> **Passage to read**:
◆ ◆ ◆ ◆

Mare’s milk is also a popular item in central Asia (Kazakhstan, Mongolia, and parts of Russia) and is often made into a fermented product called koumiss, which I understand is an acquired taste. Several years ago, there was a You Tube video that went viral of two young Mongolian women, in Western clothing, milking a horse, and when they’re finished, the colt came by to nurse. I can’t find it now, but there are quite a few videos of people doing this (and “milking” stallions as well!).
I worked on a Smithsonian exhibition for the Columbus Quincentenary in 1992 called “Seeds of Change” on the plants and animals exchanged between the Old and New Worlds after Columbus’s voyages, and did very extensive reading on the subject. I have never heard of any such issues. But there were never any such issues in the first place; we haven’t “evolved” so we don’t have them any more.
Yeah, evolution works very slowly. If we’ve evolved since 500 years ago it’s that people who are most susceptible to some diseases had a few fewer descendants. We haven’t evolved to digest tomatoes.
I don’t know about foods but apparently chocolate caused huge scandals. I’m not sure I can find the cite in 2 minutes. From Eduardo Galeano’s 3-volume Memory of Fire, the early Spanish colonists in the Americas were crazed for hot chocolate even during church services. The ladies especially. Had me clutchin my pearls. Wait! here it is:
I am not sure if allergies count as GI issue but people have peanut allergies. Also you can get allergies from the latex in raw papaya, if you are not careful. But at the same time papaya enzymes are good for digestion.

◆ ◆ ◆ ◆

> **Data excerpts**:
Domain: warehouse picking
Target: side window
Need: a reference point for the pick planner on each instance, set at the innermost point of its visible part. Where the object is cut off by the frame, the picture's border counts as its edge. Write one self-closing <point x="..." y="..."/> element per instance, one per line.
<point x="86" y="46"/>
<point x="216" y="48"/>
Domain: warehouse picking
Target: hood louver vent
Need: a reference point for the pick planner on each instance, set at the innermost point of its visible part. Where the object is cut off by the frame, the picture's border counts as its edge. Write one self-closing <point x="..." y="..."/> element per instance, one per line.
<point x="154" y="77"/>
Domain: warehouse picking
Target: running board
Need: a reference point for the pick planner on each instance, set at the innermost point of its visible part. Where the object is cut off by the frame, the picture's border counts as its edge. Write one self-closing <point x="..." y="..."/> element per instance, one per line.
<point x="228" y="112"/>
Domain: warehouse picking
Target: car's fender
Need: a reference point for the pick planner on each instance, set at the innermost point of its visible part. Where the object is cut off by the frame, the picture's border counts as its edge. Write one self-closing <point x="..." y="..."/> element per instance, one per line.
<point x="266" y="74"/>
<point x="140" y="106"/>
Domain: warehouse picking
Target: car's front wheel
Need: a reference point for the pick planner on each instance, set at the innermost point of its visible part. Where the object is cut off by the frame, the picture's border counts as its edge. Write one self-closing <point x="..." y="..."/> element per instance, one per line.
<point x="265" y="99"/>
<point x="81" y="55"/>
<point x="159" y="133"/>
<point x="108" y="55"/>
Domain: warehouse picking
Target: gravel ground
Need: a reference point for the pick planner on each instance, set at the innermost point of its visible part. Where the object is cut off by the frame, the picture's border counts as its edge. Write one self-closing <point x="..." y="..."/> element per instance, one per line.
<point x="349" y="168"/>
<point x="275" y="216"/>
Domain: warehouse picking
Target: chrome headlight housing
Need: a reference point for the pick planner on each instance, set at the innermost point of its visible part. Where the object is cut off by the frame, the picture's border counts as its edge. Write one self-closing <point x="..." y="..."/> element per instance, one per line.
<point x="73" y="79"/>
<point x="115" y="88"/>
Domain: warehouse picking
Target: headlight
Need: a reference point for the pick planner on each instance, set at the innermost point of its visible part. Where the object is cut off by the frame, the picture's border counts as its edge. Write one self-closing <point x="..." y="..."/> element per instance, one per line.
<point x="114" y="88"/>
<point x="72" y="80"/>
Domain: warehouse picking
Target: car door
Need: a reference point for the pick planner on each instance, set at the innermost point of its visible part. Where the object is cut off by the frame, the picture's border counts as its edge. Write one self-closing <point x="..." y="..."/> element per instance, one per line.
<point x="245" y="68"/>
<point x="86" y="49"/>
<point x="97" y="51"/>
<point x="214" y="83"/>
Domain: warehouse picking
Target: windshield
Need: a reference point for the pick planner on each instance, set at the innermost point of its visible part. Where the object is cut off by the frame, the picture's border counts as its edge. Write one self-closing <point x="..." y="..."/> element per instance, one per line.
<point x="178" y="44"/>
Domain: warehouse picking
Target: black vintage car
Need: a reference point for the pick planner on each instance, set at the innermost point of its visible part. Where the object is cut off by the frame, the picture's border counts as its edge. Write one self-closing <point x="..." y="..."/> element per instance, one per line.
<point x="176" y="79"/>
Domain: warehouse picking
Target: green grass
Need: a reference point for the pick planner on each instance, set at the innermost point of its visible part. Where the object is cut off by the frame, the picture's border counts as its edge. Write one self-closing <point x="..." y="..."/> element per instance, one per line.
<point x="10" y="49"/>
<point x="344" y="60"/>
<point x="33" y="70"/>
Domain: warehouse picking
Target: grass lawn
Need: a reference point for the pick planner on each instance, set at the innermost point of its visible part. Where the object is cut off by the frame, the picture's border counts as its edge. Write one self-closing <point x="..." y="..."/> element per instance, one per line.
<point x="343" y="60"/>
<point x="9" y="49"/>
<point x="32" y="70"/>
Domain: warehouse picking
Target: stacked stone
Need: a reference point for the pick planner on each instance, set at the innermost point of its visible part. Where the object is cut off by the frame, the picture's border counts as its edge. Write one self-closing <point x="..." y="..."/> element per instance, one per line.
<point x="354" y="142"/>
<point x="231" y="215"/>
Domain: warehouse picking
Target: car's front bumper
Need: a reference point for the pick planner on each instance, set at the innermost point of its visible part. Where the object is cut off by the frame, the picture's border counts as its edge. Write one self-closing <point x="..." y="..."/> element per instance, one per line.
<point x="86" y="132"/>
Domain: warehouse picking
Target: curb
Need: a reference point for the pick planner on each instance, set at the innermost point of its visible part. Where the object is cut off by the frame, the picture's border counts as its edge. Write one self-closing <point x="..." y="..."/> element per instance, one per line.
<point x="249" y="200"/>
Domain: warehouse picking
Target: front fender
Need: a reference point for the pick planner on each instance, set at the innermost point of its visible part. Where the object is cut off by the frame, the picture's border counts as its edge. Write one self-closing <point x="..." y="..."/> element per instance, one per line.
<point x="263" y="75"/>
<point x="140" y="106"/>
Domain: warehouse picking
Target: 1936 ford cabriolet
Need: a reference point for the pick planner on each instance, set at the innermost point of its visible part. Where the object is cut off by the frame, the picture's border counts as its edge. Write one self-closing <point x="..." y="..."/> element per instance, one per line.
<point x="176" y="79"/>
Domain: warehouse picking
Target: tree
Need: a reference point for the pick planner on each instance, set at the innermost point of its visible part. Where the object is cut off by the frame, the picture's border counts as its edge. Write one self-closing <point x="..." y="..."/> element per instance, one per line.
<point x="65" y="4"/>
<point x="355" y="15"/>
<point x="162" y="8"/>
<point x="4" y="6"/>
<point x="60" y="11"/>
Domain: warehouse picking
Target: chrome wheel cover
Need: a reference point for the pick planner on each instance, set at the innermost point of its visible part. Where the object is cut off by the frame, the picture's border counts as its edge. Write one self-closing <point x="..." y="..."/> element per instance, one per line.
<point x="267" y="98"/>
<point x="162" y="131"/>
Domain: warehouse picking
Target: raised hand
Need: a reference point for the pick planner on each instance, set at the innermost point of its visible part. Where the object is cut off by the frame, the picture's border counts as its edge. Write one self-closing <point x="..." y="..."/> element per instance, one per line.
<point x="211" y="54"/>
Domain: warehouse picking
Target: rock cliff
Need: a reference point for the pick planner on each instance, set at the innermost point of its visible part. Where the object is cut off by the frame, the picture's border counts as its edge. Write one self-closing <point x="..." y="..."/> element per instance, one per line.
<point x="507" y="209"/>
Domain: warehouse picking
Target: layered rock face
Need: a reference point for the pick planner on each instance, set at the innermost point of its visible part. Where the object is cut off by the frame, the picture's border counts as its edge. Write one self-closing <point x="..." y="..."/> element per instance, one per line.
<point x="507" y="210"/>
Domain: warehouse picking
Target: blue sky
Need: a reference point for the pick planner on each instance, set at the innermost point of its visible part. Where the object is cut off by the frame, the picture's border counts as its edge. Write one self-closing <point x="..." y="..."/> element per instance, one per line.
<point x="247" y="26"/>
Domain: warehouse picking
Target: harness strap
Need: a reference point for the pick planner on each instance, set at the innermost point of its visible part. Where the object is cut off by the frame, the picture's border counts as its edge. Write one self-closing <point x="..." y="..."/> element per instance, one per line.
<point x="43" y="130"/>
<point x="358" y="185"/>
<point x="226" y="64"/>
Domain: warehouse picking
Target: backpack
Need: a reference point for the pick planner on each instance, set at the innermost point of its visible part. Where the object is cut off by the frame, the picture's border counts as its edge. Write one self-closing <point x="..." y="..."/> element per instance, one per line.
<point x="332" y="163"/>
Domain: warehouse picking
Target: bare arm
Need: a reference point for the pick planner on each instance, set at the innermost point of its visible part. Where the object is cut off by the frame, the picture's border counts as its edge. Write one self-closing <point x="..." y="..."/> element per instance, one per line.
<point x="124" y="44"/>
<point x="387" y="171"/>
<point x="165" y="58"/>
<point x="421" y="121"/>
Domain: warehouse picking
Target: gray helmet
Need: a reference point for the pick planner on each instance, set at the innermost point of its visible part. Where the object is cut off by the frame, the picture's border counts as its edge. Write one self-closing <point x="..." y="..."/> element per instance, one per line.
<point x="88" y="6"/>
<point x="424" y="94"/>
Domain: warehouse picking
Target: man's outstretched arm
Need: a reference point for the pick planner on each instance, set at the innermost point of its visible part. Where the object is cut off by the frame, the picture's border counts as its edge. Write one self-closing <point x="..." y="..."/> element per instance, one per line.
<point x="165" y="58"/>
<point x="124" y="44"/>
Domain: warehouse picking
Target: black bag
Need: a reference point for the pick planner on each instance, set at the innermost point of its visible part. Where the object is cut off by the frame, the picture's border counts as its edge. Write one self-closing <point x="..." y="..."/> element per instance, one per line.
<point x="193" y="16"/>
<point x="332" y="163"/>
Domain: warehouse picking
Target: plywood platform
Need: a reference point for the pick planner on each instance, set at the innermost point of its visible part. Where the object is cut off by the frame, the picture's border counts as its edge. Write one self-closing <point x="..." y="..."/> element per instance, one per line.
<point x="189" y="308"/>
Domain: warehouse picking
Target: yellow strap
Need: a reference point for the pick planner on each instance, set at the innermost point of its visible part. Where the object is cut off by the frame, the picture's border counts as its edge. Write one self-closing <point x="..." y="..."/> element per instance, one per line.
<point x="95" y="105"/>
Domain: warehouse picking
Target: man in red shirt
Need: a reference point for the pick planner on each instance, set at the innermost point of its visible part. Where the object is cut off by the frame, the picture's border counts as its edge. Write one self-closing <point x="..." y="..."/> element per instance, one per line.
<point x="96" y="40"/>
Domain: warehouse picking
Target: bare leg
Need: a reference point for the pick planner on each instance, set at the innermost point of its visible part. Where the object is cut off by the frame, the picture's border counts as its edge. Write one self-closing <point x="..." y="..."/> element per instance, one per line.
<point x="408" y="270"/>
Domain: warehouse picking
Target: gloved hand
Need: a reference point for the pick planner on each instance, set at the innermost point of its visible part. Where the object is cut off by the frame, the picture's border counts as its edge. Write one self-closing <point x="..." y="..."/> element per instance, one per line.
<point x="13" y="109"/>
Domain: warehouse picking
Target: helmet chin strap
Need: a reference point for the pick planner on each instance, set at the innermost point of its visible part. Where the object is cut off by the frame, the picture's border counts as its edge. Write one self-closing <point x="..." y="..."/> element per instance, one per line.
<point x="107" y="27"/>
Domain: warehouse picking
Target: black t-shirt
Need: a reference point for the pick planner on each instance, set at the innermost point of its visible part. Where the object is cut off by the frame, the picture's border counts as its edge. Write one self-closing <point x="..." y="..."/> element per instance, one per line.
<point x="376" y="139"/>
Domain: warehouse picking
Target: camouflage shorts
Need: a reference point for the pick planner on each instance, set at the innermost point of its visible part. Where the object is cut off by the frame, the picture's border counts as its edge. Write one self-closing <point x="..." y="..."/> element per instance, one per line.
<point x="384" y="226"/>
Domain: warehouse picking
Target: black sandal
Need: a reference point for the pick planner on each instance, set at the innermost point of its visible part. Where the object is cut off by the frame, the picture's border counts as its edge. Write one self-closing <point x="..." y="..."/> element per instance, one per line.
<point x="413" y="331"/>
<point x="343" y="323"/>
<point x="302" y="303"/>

◆ ◆ ◆ ◆

Can you copy the food discussion word for word, starting at the words containing "I worked on" and stopping after "to digest tomatoes."?

> **Completed task**:
I worked on a Smithsonian exhibition for the Columbus Quincentenary in 1992 called “Seeds of Change” on the plants and animals exchanged between the Old and New Worlds after Columbus’s voyages, and did very extensive reading on the subject. I have never heard of any such issues. But there were never any such issues in the first place; we haven’t “evolved” so we don’t have them any more.
Yeah, evolution works very slowly. If we’ve evolved since 500 years ago it’s that people who are most susceptible to some diseases had a few fewer descendants. We haven’t evolved to digest tomatoes.